[PROVIDED INFORMATION]
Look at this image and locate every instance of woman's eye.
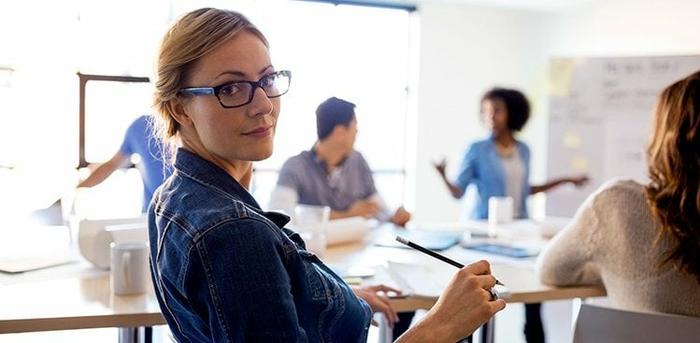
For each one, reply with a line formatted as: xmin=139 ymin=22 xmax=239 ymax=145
xmin=219 ymin=84 xmax=241 ymax=96
xmin=262 ymin=75 xmax=277 ymax=88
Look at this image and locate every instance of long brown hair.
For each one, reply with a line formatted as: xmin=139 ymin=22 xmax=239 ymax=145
xmin=646 ymin=71 xmax=700 ymax=282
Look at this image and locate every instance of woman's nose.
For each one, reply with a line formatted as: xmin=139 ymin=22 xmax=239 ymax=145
xmin=248 ymin=87 xmax=273 ymax=117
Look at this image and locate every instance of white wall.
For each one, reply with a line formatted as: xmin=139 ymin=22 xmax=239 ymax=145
xmin=408 ymin=0 xmax=700 ymax=222
xmin=548 ymin=0 xmax=700 ymax=57
xmin=411 ymin=4 xmax=551 ymax=222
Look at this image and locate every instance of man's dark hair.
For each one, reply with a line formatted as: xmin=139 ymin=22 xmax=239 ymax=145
xmin=316 ymin=97 xmax=355 ymax=140
xmin=481 ymin=88 xmax=530 ymax=131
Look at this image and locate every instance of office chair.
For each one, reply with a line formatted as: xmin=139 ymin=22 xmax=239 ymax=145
xmin=574 ymin=304 xmax=700 ymax=343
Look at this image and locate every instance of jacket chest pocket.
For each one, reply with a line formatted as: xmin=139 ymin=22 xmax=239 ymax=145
xmin=298 ymin=250 xmax=341 ymax=303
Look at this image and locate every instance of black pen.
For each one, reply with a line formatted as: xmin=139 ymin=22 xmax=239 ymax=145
xmin=396 ymin=236 xmax=505 ymax=286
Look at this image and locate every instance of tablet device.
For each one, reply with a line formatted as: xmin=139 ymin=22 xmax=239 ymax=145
xmin=374 ymin=229 xmax=461 ymax=251
xmin=463 ymin=243 xmax=538 ymax=258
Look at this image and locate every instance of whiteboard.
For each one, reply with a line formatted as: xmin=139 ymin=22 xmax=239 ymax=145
xmin=546 ymin=56 xmax=700 ymax=216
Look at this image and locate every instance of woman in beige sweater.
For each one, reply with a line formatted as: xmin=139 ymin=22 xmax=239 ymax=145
xmin=538 ymin=71 xmax=700 ymax=317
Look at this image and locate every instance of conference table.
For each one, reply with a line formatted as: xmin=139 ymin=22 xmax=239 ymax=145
xmin=0 ymin=224 xmax=605 ymax=341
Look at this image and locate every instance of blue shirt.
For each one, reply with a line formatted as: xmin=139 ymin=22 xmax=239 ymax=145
xmin=455 ymin=138 xmax=530 ymax=219
xmin=119 ymin=115 xmax=170 ymax=212
xmin=148 ymin=149 xmax=372 ymax=342
xmin=277 ymin=149 xmax=377 ymax=211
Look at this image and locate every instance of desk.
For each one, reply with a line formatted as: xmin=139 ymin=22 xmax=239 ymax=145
xmin=323 ymin=239 xmax=606 ymax=312
xmin=0 ymin=231 xmax=605 ymax=334
xmin=0 ymin=262 xmax=165 ymax=334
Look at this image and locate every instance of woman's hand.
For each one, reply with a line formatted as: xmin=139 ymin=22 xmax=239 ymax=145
xmin=391 ymin=206 xmax=411 ymax=227
xmin=352 ymin=285 xmax=401 ymax=327
xmin=569 ymin=175 xmax=590 ymax=187
xmin=433 ymin=158 xmax=447 ymax=176
xmin=399 ymin=261 xmax=506 ymax=342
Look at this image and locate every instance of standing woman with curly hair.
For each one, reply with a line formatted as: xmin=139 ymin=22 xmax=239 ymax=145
xmin=435 ymin=88 xmax=588 ymax=343
xmin=539 ymin=72 xmax=700 ymax=317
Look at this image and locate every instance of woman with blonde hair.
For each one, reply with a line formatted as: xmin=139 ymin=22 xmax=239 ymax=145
xmin=539 ymin=72 xmax=700 ymax=317
xmin=148 ymin=8 xmax=505 ymax=342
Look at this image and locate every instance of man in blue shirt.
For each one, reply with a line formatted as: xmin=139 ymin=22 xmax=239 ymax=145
xmin=269 ymin=97 xmax=411 ymax=226
xmin=78 ymin=115 xmax=170 ymax=213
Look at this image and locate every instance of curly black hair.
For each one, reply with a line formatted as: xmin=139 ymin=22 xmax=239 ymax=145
xmin=481 ymin=87 xmax=530 ymax=131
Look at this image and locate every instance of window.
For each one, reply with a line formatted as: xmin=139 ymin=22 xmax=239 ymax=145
xmin=0 ymin=0 xmax=409 ymax=219
xmin=244 ymin=2 xmax=409 ymax=210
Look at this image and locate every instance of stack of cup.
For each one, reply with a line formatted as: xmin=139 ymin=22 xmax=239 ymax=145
xmin=294 ymin=205 xmax=331 ymax=257
xmin=110 ymin=242 xmax=150 ymax=295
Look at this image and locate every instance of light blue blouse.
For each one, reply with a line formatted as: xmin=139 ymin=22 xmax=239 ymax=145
xmin=455 ymin=138 xmax=530 ymax=219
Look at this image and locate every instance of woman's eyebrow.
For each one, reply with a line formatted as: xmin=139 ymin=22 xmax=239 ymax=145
xmin=214 ymin=64 xmax=272 ymax=80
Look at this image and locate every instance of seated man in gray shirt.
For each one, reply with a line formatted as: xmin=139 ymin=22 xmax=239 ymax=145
xmin=269 ymin=97 xmax=411 ymax=226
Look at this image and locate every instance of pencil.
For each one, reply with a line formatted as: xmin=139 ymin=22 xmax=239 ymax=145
xmin=396 ymin=236 xmax=505 ymax=286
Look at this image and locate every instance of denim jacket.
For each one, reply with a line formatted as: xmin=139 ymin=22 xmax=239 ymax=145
xmin=148 ymin=149 xmax=372 ymax=342
xmin=455 ymin=137 xmax=530 ymax=219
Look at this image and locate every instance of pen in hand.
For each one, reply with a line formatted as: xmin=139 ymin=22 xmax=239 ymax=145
xmin=396 ymin=236 xmax=505 ymax=286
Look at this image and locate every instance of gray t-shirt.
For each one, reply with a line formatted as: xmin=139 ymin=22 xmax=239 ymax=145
xmin=277 ymin=150 xmax=377 ymax=211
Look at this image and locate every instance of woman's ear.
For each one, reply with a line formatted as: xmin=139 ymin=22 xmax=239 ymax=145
xmin=168 ymin=98 xmax=192 ymax=126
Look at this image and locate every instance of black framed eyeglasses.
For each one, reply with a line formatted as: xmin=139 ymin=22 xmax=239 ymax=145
xmin=179 ymin=70 xmax=292 ymax=108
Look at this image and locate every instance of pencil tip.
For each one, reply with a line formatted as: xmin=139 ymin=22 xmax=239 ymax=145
xmin=396 ymin=236 xmax=408 ymax=244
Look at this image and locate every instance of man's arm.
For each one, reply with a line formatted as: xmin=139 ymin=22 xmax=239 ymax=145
xmin=78 ymin=150 xmax=129 ymax=187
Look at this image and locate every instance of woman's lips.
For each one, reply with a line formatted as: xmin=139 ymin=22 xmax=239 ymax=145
xmin=243 ymin=125 xmax=272 ymax=138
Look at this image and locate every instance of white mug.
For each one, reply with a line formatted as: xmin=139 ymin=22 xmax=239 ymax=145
xmin=110 ymin=242 xmax=149 ymax=295
xmin=294 ymin=205 xmax=331 ymax=257
xmin=489 ymin=197 xmax=513 ymax=237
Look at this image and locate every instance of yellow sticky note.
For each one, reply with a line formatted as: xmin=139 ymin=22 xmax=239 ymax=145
xmin=549 ymin=58 xmax=576 ymax=96
xmin=570 ymin=156 xmax=588 ymax=173
xmin=564 ymin=131 xmax=581 ymax=149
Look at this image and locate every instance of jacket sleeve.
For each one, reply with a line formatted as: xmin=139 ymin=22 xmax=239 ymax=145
xmin=185 ymin=218 xmax=307 ymax=342
xmin=455 ymin=144 xmax=477 ymax=193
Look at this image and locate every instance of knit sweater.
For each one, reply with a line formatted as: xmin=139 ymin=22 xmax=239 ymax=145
xmin=537 ymin=180 xmax=700 ymax=317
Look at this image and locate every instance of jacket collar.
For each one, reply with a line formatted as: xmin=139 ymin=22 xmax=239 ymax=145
xmin=175 ymin=148 xmax=262 ymax=212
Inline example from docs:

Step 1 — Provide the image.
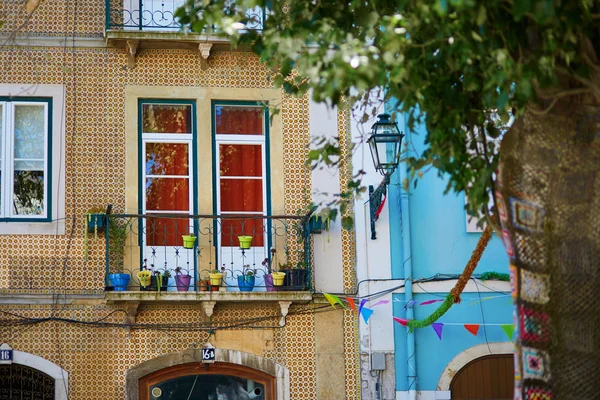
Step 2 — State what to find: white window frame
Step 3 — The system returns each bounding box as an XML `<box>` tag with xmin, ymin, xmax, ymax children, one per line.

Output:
<box><xmin>0</xmin><ymin>99</ymin><xmax>51</xmax><ymax>221</ymax></box>
<box><xmin>0</xmin><ymin>84</ymin><xmax>66</xmax><ymax>235</ymax></box>
<box><xmin>211</xmin><ymin>102</ymin><xmax>269</xmax><ymax>253</ymax></box>
<box><xmin>139</xmin><ymin>99</ymin><xmax>196</xmax><ymax>252</ymax></box>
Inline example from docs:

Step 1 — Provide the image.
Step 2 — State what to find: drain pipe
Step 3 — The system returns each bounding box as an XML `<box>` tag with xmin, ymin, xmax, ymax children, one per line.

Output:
<box><xmin>397</xmin><ymin>141</ymin><xmax>417</xmax><ymax>400</ymax></box>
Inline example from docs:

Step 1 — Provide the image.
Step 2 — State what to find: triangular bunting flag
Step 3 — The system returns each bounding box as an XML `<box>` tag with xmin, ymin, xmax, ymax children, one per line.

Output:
<box><xmin>346</xmin><ymin>297</ymin><xmax>356</xmax><ymax>311</ymax></box>
<box><xmin>371</xmin><ymin>300</ymin><xmax>390</xmax><ymax>307</ymax></box>
<box><xmin>358</xmin><ymin>299</ymin><xmax>367</xmax><ymax>314</ymax></box>
<box><xmin>500</xmin><ymin>324</ymin><xmax>515</xmax><ymax>342</ymax></box>
<box><xmin>431</xmin><ymin>322</ymin><xmax>444</xmax><ymax>340</ymax></box>
<box><xmin>323</xmin><ymin>293</ymin><xmax>346</xmax><ymax>308</ymax></box>
<box><xmin>465</xmin><ymin>324</ymin><xmax>479</xmax><ymax>336</ymax></box>
<box><xmin>361</xmin><ymin>307</ymin><xmax>373</xmax><ymax>325</ymax></box>
<box><xmin>419</xmin><ymin>300</ymin><xmax>444</xmax><ymax>306</ymax></box>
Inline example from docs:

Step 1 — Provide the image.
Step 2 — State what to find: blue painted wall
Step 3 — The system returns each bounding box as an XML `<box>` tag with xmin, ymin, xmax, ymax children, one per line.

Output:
<box><xmin>388</xmin><ymin>115</ymin><xmax>512</xmax><ymax>391</ymax></box>
<box><xmin>389</xmin><ymin>120</ymin><xmax>508</xmax><ymax>279</ymax></box>
<box><xmin>393</xmin><ymin>292</ymin><xmax>512</xmax><ymax>391</ymax></box>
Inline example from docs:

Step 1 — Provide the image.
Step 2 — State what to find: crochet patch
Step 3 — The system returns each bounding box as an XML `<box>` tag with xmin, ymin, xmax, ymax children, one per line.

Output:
<box><xmin>520</xmin><ymin>269</ymin><xmax>550</xmax><ymax>304</ymax></box>
<box><xmin>508</xmin><ymin>264</ymin><xmax>519</xmax><ymax>299</ymax></box>
<box><xmin>502</xmin><ymin>229</ymin><xmax>515</xmax><ymax>258</ymax></box>
<box><xmin>521</xmin><ymin>346</ymin><xmax>550</xmax><ymax>382</ymax></box>
<box><xmin>510</xmin><ymin>197</ymin><xmax>544</xmax><ymax>232</ymax></box>
<box><xmin>519</xmin><ymin>305</ymin><xmax>550</xmax><ymax>344</ymax></box>
<box><xmin>525</xmin><ymin>388</ymin><xmax>553</xmax><ymax>400</ymax></box>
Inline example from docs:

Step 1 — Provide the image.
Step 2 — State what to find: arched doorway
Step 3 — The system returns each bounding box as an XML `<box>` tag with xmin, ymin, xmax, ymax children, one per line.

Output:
<box><xmin>139</xmin><ymin>362</ymin><xmax>276</xmax><ymax>400</ymax></box>
<box><xmin>125</xmin><ymin>348</ymin><xmax>290</xmax><ymax>400</ymax></box>
<box><xmin>450</xmin><ymin>354</ymin><xmax>514</xmax><ymax>400</ymax></box>
<box><xmin>0</xmin><ymin>364</ymin><xmax>55</xmax><ymax>400</ymax></box>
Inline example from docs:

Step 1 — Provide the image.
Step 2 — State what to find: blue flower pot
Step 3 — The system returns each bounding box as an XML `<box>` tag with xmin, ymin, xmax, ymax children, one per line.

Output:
<box><xmin>108</xmin><ymin>274</ymin><xmax>131</xmax><ymax>292</ymax></box>
<box><xmin>238</xmin><ymin>275</ymin><xmax>255</xmax><ymax>292</ymax></box>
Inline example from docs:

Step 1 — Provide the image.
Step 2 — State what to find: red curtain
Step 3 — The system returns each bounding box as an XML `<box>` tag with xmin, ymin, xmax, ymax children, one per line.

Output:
<box><xmin>142</xmin><ymin>104</ymin><xmax>192</xmax><ymax>133</ymax></box>
<box><xmin>215</xmin><ymin>106</ymin><xmax>263</xmax><ymax>135</ymax></box>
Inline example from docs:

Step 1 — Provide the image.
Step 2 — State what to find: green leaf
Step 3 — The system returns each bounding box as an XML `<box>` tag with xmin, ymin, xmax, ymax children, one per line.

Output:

[PROBLEM DESCRIPTION] Shift every bounding box coordinate in the answers down by 17, and write out again, requests included, the records starting with the line that contains "Look at this image and locate every instance of woman with" and going on through the line that contains "xmin=148 ymin=8 xmax=505 ymax=342". Give only those lines.

[SOLUTION TO THE PROBLEM]
Look at this image and locate every instance of woman with blonde hair.
For each one, reply with a line formatted as: xmin=139 ymin=22 xmax=239 ymax=145
xmin=522 ymin=55 xmax=683 ymax=300
xmin=131 ymin=-9 xmax=488 ymax=325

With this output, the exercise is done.